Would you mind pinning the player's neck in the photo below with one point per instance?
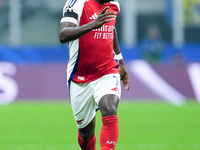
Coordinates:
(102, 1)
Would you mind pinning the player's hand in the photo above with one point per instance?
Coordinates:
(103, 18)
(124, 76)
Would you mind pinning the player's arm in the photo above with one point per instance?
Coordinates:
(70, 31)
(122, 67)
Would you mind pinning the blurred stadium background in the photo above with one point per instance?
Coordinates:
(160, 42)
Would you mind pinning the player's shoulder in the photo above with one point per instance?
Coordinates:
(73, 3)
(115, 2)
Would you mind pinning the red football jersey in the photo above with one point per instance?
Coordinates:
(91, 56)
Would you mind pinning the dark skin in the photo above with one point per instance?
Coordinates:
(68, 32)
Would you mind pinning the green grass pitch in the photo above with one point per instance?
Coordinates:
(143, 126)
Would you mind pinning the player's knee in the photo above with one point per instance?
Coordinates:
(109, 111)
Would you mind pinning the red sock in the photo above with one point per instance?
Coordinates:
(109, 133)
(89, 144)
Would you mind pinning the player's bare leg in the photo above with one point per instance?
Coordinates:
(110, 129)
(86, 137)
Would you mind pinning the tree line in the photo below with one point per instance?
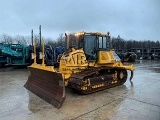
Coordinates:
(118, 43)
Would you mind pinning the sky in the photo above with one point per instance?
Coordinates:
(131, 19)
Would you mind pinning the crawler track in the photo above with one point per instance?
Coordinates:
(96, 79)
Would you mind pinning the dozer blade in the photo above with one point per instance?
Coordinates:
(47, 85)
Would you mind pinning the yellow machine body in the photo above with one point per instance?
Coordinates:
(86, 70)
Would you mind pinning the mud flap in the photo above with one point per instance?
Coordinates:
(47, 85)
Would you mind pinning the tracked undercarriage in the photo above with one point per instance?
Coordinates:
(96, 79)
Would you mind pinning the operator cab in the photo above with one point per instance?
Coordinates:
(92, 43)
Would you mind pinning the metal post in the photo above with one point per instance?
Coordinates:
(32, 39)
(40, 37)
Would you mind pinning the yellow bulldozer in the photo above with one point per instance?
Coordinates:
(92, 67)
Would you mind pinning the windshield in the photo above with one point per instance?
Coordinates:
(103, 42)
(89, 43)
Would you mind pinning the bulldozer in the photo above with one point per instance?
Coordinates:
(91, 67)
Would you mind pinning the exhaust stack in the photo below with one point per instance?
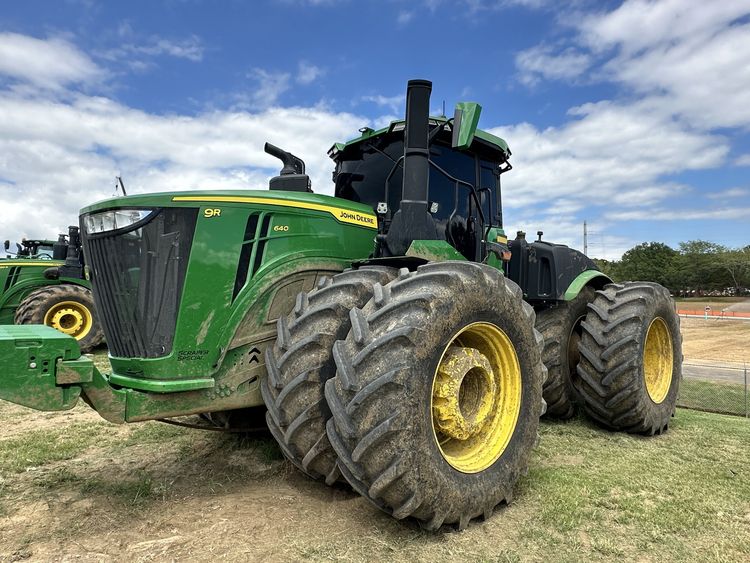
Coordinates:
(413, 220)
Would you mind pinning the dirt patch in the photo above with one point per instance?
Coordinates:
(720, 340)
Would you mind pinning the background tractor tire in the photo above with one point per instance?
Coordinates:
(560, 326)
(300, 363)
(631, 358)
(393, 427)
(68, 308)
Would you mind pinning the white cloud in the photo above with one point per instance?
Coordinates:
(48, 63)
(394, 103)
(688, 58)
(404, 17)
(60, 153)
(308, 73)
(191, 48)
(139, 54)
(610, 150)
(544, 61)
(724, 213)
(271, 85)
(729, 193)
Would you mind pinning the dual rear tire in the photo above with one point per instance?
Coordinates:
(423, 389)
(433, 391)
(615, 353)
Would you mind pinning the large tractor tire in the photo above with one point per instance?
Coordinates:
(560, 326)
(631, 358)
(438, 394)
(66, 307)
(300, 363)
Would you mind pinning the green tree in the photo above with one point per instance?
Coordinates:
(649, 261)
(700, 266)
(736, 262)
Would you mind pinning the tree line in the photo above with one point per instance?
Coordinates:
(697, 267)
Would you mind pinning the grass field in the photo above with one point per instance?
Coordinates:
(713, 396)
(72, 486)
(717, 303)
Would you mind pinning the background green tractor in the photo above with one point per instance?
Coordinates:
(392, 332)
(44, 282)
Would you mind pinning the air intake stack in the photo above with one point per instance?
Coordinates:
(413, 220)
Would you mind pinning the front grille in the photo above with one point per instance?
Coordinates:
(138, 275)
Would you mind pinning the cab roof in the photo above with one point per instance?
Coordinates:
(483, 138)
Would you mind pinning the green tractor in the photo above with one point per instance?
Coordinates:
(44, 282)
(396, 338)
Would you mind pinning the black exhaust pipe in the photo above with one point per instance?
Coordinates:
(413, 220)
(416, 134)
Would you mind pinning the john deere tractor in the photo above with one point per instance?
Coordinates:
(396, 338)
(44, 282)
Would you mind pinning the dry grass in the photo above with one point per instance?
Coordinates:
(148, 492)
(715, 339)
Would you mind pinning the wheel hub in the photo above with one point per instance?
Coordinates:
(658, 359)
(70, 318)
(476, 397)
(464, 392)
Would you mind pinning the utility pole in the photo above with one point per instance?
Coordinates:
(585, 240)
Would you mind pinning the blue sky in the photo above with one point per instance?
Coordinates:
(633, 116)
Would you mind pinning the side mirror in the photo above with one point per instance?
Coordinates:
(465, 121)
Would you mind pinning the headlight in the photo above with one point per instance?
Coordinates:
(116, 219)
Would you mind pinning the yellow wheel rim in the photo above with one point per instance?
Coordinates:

Task statement
The listing above should be transcribed word for word, with its pictures left out.

Task result
Would you mind pinning the player's neck in the photo below with one point per instance?
Coordinates:
(102, 1)
Would you mind pinning the player's hand in the photo above with one point per instance?
Coordinates:
(103, 18)
(124, 76)
Would you mind pinning the player's arm in the photo above with one point per instance?
Coordinates:
(70, 31)
(122, 67)
Would you mind pinning the blurred stadium background in the photo above with one point per instance?
Coordinates:
(160, 42)
Would you mind pinning the player's shoulder in the photo above with one point per instance?
Coordinates:
(73, 3)
(115, 2)
Would you mind pinning the red football jersey in the photo above with one point per instance?
Coordinates:
(91, 56)
Would you mind pinning the dark skin in the photo above with one point per instance?
Coordinates:
(68, 32)
Would you mind pinning the green grass pitch in the photo above with one point per instance?
Coordinates:
(143, 126)
Would you mind pinning the player's knee in the photo above with one point per instance?
Coordinates:
(109, 111)
Would you mind pinning the red sock in the photo above with one point per instance?
Coordinates:
(109, 133)
(89, 144)
Would you mind pinning the player's bare leg in the photo above with one point per instance?
Coordinates:
(110, 129)
(86, 137)
Would you mind pinning the tree line in the photo below with one point per instance?
Coordinates:
(118, 43)
Would you mind pinning the sky in the photo above with one point per instance?
Coordinates:
(131, 19)
Would you mind pinning the crawler track in the photo above with one point per instance?
Coordinates:
(96, 79)
Would you mind pinning the dozer blade in the photo above with one point per instance?
Coordinates:
(47, 85)
Would you mind pinning the yellow machine body in the photo above with one point per instance?
Coordinates:
(86, 70)
Would you mind pinning the mud flap in the photo above with one point per instance?
Coordinates:
(47, 85)
Would you mind pinning the tracked undercarriage in the photo above with one point per instance?
Coordinates:
(96, 79)
Would you mind pinning the operator cab in the photo above with one point per instance?
Coordinates:
(92, 43)
Would you mind pinning the metal post in the photo above with one point per instance?
Coordinates:
(32, 39)
(40, 37)
Would you mind pinning the yellow bulldozer in the photo above with one point per instance?
Coordinates:
(92, 67)
Would you mind pinning the windshield in the photo above with one point per instance?
Coordinates:
(103, 42)
(89, 43)
Would you mind pinning the bulldozer in the photo above with one point per instance?
Coordinates:
(91, 67)
Would you mind pinning the exhaust stack in the photo below with one point per instance?
Coordinates:
(413, 220)
Would you mind pinning the dirt patch in the photo above with one point per instance?
Coordinates:
(720, 340)
Would you mind pinning the background tractor tire in the photo above with one point per instance?
Coordinates:
(560, 326)
(300, 363)
(631, 358)
(393, 427)
(68, 308)
Would you mind pinning the white cloud in the photo above with one point per instance?
Coordinates:
(48, 63)
(394, 103)
(688, 58)
(404, 17)
(60, 153)
(308, 73)
(191, 48)
(139, 54)
(610, 150)
(544, 61)
(724, 213)
(271, 85)
(729, 193)
Would you mind pinning the dual rear tire in the photo above with one point per instance?
Coordinates:
(423, 389)
(433, 391)
(615, 353)
Would you mind pinning the large tractor tire in the photo above with one point per instance?
Coordinates:
(560, 326)
(631, 358)
(438, 394)
(66, 307)
(300, 363)
Would you mind pinning the green tree in the photo above with one point per instance?
Coordinates:
(649, 261)
(700, 266)
(736, 262)
Would you mind pinning the tree line in the photo above with one point per instance?
Coordinates:
(697, 267)
Would you mind pinning the grass field in the photo above with one point per instance?
Coordinates:
(713, 396)
(72, 486)
(717, 303)
Would you mind pinning the background green tractor in the photo above with one point per instance?
Coordinates:
(392, 332)
(44, 282)
Would you mind pinning the air intake stack in the photo above with one point per instance?
Coordinates:
(413, 220)
Would you mind pinning the front grille in the photo above with one point per instance?
Coordinates:
(138, 275)
Would you mind pinning the cab roof in the photo above with one point per instance?
Coordinates:
(483, 138)
Would you mind pinning the green tractor in the photo above with one point per instance?
Coordinates:
(44, 282)
(396, 338)
Would you mind pinning the black exhaust pipe in the photo above with one point per instance?
Coordinates:
(413, 220)
(416, 134)
Would you mind pinning the john deere tractor in the photo above with one point per instance?
Coordinates:
(396, 338)
(44, 282)
Would you mind pinning the dry grass in the photo above with one point per instance?
Coordinates:
(148, 492)
(715, 339)
Would you mind pinning the wheel hub in the photo above with one point per instance?
Coordinates:
(658, 359)
(70, 318)
(476, 397)
(464, 392)
Would you mind pinning the utility pole in the photo above with one point per instance?
Coordinates:
(585, 240)
Would you mind pinning the blue sky in the photo above with one point per instance?
Coordinates:
(633, 116)
Would you mind pinning the side mirror in the photo above with one point per instance?
Coordinates:
(465, 121)
Would you mind pinning the headlight in the photo above with one point per instance?
Coordinates:
(116, 219)
Would you mind pinning the yellow wheel rim in the photo above with one point per instance?
Coordinates:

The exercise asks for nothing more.